### Work instruction
Every entry must be output exactly as it is written.

### Data for this task
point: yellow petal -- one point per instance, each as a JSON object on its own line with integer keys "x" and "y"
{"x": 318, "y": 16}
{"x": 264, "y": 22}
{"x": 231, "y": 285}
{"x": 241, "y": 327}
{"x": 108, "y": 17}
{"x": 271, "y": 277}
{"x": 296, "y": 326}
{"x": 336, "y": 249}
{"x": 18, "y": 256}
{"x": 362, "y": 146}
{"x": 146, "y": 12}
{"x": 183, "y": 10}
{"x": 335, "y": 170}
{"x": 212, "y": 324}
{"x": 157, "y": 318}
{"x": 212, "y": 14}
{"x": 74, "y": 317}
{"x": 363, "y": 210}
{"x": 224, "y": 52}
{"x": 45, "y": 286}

### Written answer
point: yellow petal -- one point per instance, each as a JSON object on its own line with integer keys "x" and "y"
{"x": 318, "y": 16}
{"x": 264, "y": 22}
{"x": 231, "y": 285}
{"x": 241, "y": 327}
{"x": 108, "y": 17}
{"x": 271, "y": 277}
{"x": 296, "y": 326}
{"x": 336, "y": 249}
{"x": 18, "y": 256}
{"x": 362, "y": 146}
{"x": 146, "y": 12}
{"x": 183, "y": 10}
{"x": 335, "y": 170}
{"x": 212, "y": 324}
{"x": 157, "y": 318}
{"x": 212, "y": 14}
{"x": 74, "y": 317}
{"x": 363, "y": 210}
{"x": 224, "y": 52}
{"x": 45, "y": 286}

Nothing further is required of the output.